● Entries provided

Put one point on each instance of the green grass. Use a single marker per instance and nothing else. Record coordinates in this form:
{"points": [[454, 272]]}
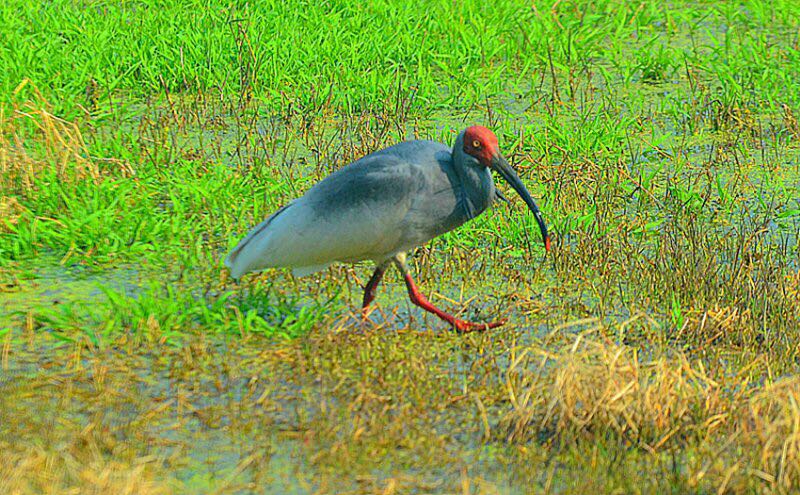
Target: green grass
{"points": [[654, 349]]}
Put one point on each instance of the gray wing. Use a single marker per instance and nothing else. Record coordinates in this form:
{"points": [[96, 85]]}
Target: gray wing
{"points": [[382, 204]]}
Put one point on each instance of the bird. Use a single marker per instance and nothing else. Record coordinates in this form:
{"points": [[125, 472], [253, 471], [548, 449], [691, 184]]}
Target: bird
{"points": [[380, 207]]}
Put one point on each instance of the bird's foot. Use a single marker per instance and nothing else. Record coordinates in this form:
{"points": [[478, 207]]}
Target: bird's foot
{"points": [[463, 326]]}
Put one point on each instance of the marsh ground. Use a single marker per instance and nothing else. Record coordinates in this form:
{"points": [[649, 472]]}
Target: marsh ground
{"points": [[654, 350]]}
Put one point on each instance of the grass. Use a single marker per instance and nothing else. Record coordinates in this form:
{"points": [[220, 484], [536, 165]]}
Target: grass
{"points": [[655, 349]]}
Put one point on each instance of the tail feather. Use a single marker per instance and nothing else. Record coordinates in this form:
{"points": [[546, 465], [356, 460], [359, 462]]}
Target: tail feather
{"points": [[239, 265]]}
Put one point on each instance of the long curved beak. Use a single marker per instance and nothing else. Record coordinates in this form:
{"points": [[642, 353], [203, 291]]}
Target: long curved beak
{"points": [[504, 169]]}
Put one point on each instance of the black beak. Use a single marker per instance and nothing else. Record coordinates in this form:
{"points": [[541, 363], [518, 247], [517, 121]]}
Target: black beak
{"points": [[504, 169]]}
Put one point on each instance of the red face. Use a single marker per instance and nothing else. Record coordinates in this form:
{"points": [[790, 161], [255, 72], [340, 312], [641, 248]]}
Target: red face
{"points": [[481, 143]]}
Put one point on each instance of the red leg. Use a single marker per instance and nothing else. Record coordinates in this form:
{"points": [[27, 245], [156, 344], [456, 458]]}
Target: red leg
{"points": [[460, 325]]}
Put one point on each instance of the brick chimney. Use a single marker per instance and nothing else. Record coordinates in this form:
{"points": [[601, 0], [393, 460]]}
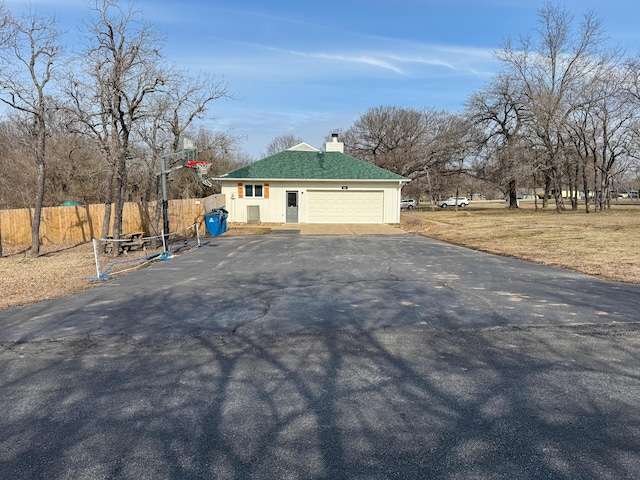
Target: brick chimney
{"points": [[334, 145]]}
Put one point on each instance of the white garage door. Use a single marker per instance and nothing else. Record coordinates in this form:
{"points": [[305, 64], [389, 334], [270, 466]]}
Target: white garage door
{"points": [[344, 206]]}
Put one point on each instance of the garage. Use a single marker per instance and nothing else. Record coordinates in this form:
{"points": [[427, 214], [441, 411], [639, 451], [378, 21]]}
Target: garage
{"points": [[306, 185], [345, 206]]}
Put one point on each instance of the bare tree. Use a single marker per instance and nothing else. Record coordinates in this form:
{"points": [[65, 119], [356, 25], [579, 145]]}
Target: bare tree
{"points": [[123, 67], [26, 71], [499, 112], [282, 142], [553, 70]]}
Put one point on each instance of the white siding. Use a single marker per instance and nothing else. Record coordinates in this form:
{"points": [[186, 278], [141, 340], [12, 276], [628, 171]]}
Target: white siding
{"points": [[384, 195]]}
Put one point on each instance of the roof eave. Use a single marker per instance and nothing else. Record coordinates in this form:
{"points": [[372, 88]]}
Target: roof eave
{"points": [[238, 179]]}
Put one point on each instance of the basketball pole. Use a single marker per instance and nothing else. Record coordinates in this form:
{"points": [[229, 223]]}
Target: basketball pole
{"points": [[165, 202]]}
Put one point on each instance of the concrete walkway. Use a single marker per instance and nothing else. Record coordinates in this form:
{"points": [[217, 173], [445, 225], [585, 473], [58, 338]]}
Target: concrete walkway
{"points": [[339, 229]]}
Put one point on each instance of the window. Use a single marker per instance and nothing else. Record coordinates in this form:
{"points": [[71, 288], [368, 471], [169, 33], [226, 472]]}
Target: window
{"points": [[253, 190]]}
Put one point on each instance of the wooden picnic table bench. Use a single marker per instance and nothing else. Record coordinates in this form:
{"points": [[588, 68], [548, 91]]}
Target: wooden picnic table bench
{"points": [[133, 241], [130, 241]]}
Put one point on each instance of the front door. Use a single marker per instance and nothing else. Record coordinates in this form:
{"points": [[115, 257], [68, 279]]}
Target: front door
{"points": [[292, 207]]}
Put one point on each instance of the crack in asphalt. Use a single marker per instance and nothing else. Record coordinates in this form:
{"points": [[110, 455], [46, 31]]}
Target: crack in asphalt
{"points": [[483, 301]]}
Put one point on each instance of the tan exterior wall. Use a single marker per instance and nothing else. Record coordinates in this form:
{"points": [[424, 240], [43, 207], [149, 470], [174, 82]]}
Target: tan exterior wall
{"points": [[68, 225], [272, 209]]}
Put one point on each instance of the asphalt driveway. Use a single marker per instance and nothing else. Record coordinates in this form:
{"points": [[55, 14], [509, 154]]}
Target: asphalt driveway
{"points": [[326, 357], [286, 283]]}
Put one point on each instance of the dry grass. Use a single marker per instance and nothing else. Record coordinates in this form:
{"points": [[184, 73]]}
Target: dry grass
{"points": [[605, 244]]}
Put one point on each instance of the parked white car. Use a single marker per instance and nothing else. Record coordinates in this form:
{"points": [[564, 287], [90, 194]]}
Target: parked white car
{"points": [[409, 204], [451, 202]]}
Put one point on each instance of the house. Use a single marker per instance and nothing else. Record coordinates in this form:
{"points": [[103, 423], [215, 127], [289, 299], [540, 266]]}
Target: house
{"points": [[307, 185]]}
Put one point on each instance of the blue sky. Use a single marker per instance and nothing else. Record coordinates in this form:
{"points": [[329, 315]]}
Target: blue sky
{"points": [[309, 67]]}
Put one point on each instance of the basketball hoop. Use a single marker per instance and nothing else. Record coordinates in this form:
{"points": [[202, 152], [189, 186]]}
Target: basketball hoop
{"points": [[202, 168]]}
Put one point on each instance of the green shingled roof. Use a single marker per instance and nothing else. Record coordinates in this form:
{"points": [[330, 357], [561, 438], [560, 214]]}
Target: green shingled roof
{"points": [[293, 164]]}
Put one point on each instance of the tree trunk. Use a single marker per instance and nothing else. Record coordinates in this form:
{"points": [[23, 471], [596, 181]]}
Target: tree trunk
{"points": [[41, 138], [513, 194], [585, 187]]}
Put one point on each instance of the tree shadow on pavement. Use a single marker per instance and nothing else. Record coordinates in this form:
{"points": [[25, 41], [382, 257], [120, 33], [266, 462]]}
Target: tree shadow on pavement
{"points": [[390, 403]]}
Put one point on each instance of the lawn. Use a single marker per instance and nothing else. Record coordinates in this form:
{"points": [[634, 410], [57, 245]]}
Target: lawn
{"points": [[605, 244]]}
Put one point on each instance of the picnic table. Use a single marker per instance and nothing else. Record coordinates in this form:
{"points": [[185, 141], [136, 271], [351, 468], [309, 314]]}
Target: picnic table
{"points": [[129, 241], [133, 241]]}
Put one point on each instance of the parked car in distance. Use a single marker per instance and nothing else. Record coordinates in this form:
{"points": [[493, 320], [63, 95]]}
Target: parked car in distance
{"points": [[409, 204], [451, 202]]}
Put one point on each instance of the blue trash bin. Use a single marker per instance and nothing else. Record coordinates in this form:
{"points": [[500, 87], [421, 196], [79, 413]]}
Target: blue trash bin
{"points": [[216, 221]]}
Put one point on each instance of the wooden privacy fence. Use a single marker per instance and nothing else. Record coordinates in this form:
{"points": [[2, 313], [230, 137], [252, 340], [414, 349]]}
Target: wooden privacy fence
{"points": [[76, 224]]}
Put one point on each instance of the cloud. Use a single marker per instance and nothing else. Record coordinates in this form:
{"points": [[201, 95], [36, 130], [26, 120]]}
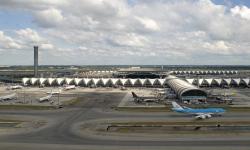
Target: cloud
{"points": [[29, 35], [7, 42], [242, 11], [169, 32], [148, 23], [49, 17]]}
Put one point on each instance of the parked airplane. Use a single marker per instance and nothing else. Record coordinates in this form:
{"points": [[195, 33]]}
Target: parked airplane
{"points": [[54, 92], [139, 99], [46, 98], [15, 87], [69, 87], [199, 113], [8, 97]]}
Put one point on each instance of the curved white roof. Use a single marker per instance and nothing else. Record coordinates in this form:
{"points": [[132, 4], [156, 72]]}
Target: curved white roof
{"points": [[42, 80], [246, 80], [209, 81], [190, 81], [133, 81], [152, 81], [25, 80], [59, 81], [96, 80], [237, 81], [218, 81], [68, 80], [200, 81], [114, 80], [105, 81], [142, 81], [162, 81], [87, 80], [77, 81], [33, 80], [123, 81], [51, 80], [180, 86], [228, 81]]}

● What is needed
Beginning with the line above that contains "Put one point on each instance of the window.", copy each line exactly up to and including the line that contains "Put one point on each instance of the wooden picnic", and go no further.

● Task solution
Put one point on each instance of the window. Use a single marker per instance and nothing else. Record coordinates in this form:
{"points": [[71, 288], [368, 471], [169, 33], [226, 472]]}
Target: window
{"points": [[253, 190]]}
Put one point on each instance of the wooden picnic table bench. Use a single marker per instance and nothing else. Record coordinates in this form:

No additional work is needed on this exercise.